PROBLEMS TO WORK ON:
- A) In the passage on emerging spine surgery technologies, explain how anterior vertebral body tethering is meant to keep correcting a scoliotic curve while still allowing spinal movement. Answer in one to three sentences.
- B) Proceed with the passage on emerging spine surgery technologies, picking up after its last sentence.

Emerging technologies are reshaping surgical paradigms for surgery and recovery. Enhanced recovery after surgery programs have reduced average length of stay to 2.2 days after spinal fusion, stressing multimodal pain regimens and early mobilization.17 CT navigation technologies allow visual augmentation of freehand screw placement techniques and are becoming more popular in complex deformity as well as AIS spine fusions. Navigation appears to result in more accurate screw trajectory, although the clinical importance of screw malposition is debated. A 2019 series has demonstrated that navigation technology decreased rate of return to the operating room without increasing surgery times or blood loss.18 Anterior vertebral body tethering (VBT) is an emerging nonfusion strategy for select patients with AIS with growth remaining. This technology uses screws thoracoscopically placed in the vertebral body and connected with a flexible polyethylene tether that corrects the curve through tensile forces but still allows movement between spinal segments. The differential growth created theoretically results in growth modulation and continued correction of the scoliotic curve (Figure 3, C and D). Minimum 2-year comparative results comparing PSF with VBT demonstrate that PSF results in more sustained correction and less reoperation (zero versus 30%). However, 74% of VBT patients successfully avoided fusion in a 2020 study.19 Further research is required to determine durability of these results and how these approaches compare long term in terms of function, flexibility, health-related quality of life, and adjacent segment disease.

SUPPLIED INFORMATION:

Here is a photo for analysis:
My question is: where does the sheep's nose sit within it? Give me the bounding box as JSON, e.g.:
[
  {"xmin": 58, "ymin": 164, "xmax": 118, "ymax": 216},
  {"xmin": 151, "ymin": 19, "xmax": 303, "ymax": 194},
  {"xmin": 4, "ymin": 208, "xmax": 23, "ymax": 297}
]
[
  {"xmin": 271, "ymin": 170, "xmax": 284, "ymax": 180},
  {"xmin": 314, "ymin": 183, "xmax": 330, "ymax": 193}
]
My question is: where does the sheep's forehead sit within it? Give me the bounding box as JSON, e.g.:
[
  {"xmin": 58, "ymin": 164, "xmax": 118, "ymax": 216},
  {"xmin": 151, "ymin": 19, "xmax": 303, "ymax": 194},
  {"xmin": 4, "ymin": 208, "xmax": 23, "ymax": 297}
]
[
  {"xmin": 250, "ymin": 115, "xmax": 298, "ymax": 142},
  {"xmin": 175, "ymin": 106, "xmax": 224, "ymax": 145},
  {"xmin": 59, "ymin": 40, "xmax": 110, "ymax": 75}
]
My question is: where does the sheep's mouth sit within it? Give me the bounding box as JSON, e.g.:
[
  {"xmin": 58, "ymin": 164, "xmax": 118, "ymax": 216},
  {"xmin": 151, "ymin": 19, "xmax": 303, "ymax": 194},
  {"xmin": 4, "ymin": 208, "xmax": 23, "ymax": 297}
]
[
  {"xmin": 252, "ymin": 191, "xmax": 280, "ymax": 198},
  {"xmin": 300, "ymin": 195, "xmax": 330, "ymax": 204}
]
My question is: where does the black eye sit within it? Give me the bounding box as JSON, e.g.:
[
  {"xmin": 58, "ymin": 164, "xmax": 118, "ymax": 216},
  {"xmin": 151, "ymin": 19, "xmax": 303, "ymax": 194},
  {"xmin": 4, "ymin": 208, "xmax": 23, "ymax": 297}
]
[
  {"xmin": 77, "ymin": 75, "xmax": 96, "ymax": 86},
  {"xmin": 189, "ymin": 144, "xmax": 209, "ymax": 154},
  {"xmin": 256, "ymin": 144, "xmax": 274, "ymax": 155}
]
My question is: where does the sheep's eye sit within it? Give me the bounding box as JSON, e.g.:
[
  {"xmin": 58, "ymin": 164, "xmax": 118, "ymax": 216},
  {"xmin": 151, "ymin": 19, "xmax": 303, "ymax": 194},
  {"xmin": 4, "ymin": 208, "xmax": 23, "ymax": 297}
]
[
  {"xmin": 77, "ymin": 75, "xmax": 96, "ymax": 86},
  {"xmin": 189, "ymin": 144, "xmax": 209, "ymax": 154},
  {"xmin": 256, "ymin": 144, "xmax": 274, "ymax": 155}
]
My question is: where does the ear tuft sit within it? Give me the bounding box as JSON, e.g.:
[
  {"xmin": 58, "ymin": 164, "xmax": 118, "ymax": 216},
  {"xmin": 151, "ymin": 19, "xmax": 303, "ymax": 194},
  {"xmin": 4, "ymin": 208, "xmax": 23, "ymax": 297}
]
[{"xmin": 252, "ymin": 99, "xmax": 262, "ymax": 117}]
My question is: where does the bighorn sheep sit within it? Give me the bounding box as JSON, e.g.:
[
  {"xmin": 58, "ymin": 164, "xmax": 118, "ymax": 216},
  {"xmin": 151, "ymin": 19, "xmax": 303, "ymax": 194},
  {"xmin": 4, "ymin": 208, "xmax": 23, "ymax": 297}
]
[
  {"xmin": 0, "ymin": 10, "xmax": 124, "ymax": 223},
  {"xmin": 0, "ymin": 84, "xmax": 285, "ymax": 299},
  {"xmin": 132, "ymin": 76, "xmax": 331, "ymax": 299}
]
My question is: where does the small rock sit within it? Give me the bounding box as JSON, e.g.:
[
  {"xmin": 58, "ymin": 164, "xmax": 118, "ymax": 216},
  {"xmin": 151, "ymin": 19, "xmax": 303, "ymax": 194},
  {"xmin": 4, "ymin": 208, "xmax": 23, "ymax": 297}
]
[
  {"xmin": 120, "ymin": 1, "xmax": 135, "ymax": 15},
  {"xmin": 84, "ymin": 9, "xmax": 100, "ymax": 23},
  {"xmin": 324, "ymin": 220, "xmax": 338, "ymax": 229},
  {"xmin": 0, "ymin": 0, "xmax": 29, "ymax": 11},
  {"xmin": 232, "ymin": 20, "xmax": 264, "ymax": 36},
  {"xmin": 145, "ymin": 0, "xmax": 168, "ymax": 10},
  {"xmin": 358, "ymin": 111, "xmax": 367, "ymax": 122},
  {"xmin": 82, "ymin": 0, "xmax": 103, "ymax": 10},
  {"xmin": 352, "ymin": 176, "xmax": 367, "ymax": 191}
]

ANSWER SECTION:
- A) Screws are placed thoracoscopically in the vertebral bodies and connected with a flexible polyethylene tether. The tether corrects the curve through tensile forces but still allows movement between spinal segments. The differential growth it creates theoretically modulates growth, so correction of the curve continues.

- B)
Figure 3 Surgical management of adolescent idiopathic scoliosis (AIS). A and B, Preoperative and 2-year postoperative radiographs from a 15-year-old girl with AIS and main thoracic curve measuring 50° who underwent posterior spinal fusion with segmental fixation. C and D, Preoperative and 2-year postoperative radiographs from a 11-year-old girl with AIS and curve of similar appearance and severity who underwent anterior vertebral body tethering. (Copyright San Diego Pediatric Orthopedics.)
Early-onset scoliosis (EOS) refers to curves that develop before age 10 years. There are four etiologies: idiopathic, congenital, neuromuscular, and syndromic. Recently, a generally accepted classification system, C-EOS, has been developed that is primarily for research. Although there are unique considerations for each individual patient and etiology, there is significant overlap in treatment strategies.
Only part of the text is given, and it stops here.